[Given problem]: Exactly as given, write out the lines from the one containing "Annotate each instance of the light" through the end of the listing, with both ends included and nothing else.

[Records for this task]:
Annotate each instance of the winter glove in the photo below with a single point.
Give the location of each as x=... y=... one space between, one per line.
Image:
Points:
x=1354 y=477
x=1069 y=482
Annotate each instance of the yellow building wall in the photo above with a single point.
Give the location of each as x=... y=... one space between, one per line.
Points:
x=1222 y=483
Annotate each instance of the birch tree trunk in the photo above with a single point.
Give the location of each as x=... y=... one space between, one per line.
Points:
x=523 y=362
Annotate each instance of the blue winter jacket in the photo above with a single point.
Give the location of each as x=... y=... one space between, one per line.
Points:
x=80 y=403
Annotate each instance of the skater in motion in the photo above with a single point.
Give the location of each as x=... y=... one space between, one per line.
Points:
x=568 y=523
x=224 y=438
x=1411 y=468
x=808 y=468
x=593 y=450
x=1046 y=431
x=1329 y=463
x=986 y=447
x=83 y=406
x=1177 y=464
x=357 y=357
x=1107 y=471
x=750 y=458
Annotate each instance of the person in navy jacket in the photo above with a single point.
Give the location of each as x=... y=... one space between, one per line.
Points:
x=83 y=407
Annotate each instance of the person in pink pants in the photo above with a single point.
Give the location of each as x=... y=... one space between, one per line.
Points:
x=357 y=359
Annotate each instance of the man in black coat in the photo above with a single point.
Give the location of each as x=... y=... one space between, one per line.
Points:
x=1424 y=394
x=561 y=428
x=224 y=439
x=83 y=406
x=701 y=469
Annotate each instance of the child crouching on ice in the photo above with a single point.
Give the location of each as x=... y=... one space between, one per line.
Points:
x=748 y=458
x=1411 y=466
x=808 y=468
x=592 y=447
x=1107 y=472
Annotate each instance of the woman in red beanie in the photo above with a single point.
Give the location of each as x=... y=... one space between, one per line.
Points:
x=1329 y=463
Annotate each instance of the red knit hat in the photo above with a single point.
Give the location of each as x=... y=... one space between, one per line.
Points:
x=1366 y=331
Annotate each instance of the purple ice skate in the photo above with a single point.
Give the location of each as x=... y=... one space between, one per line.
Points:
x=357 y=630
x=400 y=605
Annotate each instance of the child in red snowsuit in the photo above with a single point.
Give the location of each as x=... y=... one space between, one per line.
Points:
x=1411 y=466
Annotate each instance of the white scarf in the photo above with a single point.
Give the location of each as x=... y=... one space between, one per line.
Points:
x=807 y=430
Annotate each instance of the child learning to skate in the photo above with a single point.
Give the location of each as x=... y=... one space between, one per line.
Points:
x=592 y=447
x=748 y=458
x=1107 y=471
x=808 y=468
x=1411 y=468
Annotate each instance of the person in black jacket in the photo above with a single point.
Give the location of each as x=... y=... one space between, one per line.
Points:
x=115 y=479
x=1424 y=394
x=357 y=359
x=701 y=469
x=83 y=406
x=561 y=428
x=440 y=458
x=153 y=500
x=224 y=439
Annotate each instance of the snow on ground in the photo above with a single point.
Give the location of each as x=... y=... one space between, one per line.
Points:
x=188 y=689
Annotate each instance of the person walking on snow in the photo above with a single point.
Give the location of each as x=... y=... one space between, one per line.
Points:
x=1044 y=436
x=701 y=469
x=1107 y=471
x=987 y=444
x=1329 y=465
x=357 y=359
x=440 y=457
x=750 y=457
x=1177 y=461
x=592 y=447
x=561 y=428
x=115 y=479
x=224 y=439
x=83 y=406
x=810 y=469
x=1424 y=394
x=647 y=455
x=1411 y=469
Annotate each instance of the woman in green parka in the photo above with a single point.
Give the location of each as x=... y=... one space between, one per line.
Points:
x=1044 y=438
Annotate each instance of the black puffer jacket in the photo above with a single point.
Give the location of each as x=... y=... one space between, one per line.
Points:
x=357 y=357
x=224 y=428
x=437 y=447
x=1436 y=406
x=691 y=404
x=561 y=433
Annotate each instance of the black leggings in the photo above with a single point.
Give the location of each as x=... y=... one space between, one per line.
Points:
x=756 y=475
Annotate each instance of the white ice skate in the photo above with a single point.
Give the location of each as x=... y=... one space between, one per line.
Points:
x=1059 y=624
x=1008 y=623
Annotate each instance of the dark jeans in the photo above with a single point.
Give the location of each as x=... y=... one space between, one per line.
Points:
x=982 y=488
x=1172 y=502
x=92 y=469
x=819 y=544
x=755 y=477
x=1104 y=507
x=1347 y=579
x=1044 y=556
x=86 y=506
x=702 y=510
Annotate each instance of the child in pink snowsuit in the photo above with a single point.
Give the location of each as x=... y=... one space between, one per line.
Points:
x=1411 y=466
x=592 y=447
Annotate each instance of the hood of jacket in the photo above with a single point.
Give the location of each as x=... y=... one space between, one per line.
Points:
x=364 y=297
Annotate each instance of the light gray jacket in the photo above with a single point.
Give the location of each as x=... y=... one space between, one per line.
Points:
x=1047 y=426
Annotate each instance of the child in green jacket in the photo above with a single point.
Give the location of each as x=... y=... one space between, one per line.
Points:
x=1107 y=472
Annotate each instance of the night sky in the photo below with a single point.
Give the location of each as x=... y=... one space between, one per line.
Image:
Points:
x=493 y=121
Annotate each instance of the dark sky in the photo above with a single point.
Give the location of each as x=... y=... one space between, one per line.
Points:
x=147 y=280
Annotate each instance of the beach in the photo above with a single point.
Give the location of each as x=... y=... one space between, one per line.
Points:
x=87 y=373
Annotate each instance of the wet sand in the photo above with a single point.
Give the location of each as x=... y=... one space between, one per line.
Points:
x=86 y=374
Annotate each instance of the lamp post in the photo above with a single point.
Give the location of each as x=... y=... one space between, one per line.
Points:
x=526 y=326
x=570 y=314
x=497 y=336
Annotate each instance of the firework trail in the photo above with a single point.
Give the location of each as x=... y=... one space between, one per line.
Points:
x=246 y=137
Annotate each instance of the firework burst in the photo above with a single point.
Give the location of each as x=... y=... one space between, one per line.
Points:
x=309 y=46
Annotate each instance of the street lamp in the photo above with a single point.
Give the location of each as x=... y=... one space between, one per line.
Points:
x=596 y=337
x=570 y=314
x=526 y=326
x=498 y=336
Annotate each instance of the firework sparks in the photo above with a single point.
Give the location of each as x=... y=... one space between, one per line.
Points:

[Reply to the exercise]:
Annotate each instance of the light gray jacket in the photo above with a single point.
Give the location of each as x=... y=... one space between, one per line.
Points:
x=1047 y=426
Annotate each instance of the child in green jacket in the photo above with a single point.
Give the location of each as x=... y=... one space between, one per line.
Points:
x=1107 y=472
Annotate each instance of the night sky in the photo below with a single point.
Give the location of each as x=... y=... one space between, one per line.
Image:
Points:
x=493 y=121
Annotate each instance of the dark sky in the photo above with a single point.
Give the location of each as x=... y=... one space between, one per line.
Points:
x=147 y=280
Annotate each instance of the beach in the photo above with a single point.
Give the location of each as x=... y=... one space between, one per line.
Points:
x=87 y=373
Annotate each instance of the wet sand in the photo above with a single point.
Give the location of each as x=... y=... one space between, one per line.
Points:
x=86 y=374
Annotate each instance of the lamp post in the photo above with a single point.
Give the location of each as x=... y=... one space between, one per line.
Points:
x=526 y=326
x=570 y=314
x=497 y=336
Annotate each instance of the firework trail in the photo above with a single point.
Give the location of each as x=... y=... one space between, one per line.
Points:
x=246 y=137
Annotate each instance of the firework burst in the photo above with a single point.
Give the location of each as x=... y=... one space between, one per line.
Points:
x=309 y=46
Annotate each instance of the street lamp in the photo above with a single point.
Give the location of each as x=... y=... one space between, one per line.
Points:
x=596 y=337
x=570 y=314
x=526 y=326
x=498 y=336
Annotate each instance of the firework sparks in the photo above with a single point.
Give the location of each as x=... y=... one space between, one per line.
Points:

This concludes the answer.